=== TEXTO DEL EJERCICIO ===
EL ESTRÉS QUE VIVIMOS.
Es posible que todos podamos coincidir en el hecho de que en mayor o menor escala, la violencia, la delincuencia, la corrupción, la demagogia, la deshonestidad, las falsas promesas, los fraudes y especialmente la impunidad, como una falta de responsabilidad para enfrentar tales conductas y sus consecuencias, no son experiencias novedosas en el panorama nacional. Se trata de malos hábitos y vicios que durante mucho tiempo han formado parte del sistema social, cultural, político y administrativo en el que vivimos. Aparentemente en el pasado, y al abrigo de ciertos colores, se vivía una supuesta calma bajo un cierto equilibrio que cubría y escondía discretamente todo aquello que se movía bajo el agua, pero que en ocasiones llegaba a surgir a la superficie, sorprendiendo la candidez de una población que intentábamos permanecer ciegos, sordos y pasivos ante tales experiencias. Podríamos sospechar que algo crucial ha sucedido en el país en los últimos años para explicar la ruptura de tal equilibrio, y los cambios radicales que estamos sufriendo, como manifestaciones de una crisis bastante severa, no sólo del orden económico, político y sociocultural en general, sino principalmente como una crisis importante de daño y deterioro psicológico que afecta nuestra salud mental, tanto a nivel individual en mayor o en menor escala, como en los niveles familiares y comunitarios, de acuerdo al caparazón y a las defensas que posea cada individuo o cada grupo social. Es verdad que la violencia ha penetrado profundamente en nuestra sociedad, para inclusive llegar a integrarse como algo cotidiano, como una experiencia más del diario vivir a la que tenemos que habituarnos, que al igual que la contaminación ambiental, se ha convertido a su vez en una especie de nube tóxica amenazante, patológica y peligrosa que nos envuelve y contamina cada vez más. Una nube a la que intentamos reaccionar en estilos diferentes más o menos defensivos y protectores hacia nosotros mismos como individuos o hacia nuestras familias y hacia quienes de algún modo dependen de nosotros en el quehacer cotidiano.
=== MATERIAL DE ESTUDIO ===
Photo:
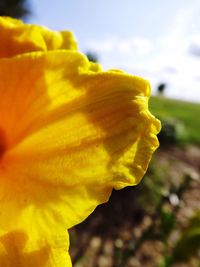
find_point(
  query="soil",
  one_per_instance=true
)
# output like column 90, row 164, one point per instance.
column 117, row 233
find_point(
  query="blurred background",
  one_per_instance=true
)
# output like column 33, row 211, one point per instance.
column 156, row 223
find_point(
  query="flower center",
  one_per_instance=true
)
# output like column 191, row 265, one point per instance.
column 2, row 142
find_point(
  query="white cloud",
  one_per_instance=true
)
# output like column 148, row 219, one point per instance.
column 137, row 45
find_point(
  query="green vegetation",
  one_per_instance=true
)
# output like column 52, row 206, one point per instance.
column 183, row 113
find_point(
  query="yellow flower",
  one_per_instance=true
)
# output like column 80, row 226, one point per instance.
column 69, row 134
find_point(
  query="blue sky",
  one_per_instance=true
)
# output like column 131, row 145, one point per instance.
column 158, row 40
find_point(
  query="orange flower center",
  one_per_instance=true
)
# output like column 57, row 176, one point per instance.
column 2, row 142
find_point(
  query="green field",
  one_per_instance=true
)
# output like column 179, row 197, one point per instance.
column 184, row 113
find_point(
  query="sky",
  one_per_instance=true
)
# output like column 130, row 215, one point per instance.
column 158, row 40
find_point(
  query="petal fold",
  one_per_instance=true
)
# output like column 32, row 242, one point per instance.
column 80, row 133
column 18, row 38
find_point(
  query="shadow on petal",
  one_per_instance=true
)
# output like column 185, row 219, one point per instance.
column 12, row 251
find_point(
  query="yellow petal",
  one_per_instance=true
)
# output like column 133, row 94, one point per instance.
column 72, row 134
column 18, row 38
column 17, row 249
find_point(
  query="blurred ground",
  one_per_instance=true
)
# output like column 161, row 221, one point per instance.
column 140, row 226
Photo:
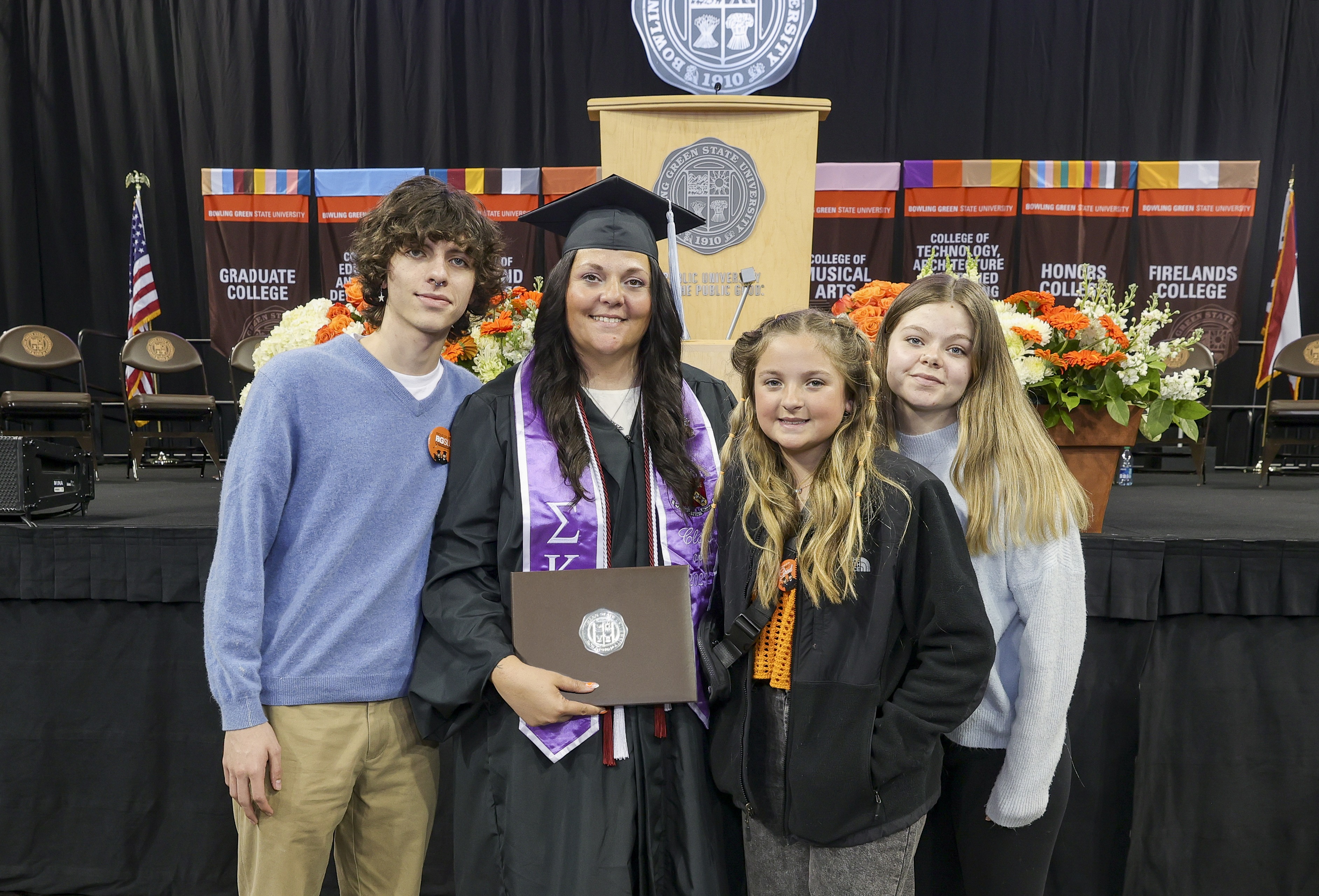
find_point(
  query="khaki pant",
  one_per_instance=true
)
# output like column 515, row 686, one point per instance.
column 358, row 774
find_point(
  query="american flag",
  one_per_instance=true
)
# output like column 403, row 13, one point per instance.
column 143, row 303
===
EJERCICIO 1
Responde estas preguntas con datos del texto sobre el estrés:
(a) ¿Con qué compara el texto la violencia cuando la describe como una nube tóxica?
(b) ¿Cómo intentaba permanecer la población ante esas experiencias en el pasado?
(c) ¿De qué depende, según el texto, el grado en que la crisis afecta a cada individuo o grupo social?
EJERCICIO 2
Continúa el texto sobre el estrés a partir de su última oración.
El listado no tiene relación con el texto sobre el estrés.

RESULTADO 1
(a) Con la contaminación ambiental.
(b) Ciega, sorda y pasiva.
(c) Del caparazón y de las defensas que posea cada individuo o cada grupo social.

RESULTADO 2
Esos modelos de hombres, mujeres, parejas y familias que forman parte de esta nube tóxica, se asocian y se mezclan entre sí en diversos grados con el otro estilo de modelos mencionados hace un par de semanas, pertenecientes a altos niveles de poder y que también forman parte de nuestra sociedad, con rasgos tan definidos como los primeros, pero separados unos de otros por una sutil y borrosa línea de demarcación, en territorios ambiguos y no siempre fáciles de definir. Por lo mismo, los niveles de violencia, corrupción, deshonestidad, delincuencia, desfalcos, fraudes, y todos esos atentados que pertenecen a esta categoría de acciones, existen igualmente en ambos territorios, a uno y otro lado de la raya, como rasgos patológicos característicos de un sistema sociocultural cuyas raíces se profundizan hasta llegar a niveles genéticos e históricos lejanos y complejos, difíciles de modificar o erradicar sólo a base de buenos deseos, fórmulas mágicas o frases elocuentes.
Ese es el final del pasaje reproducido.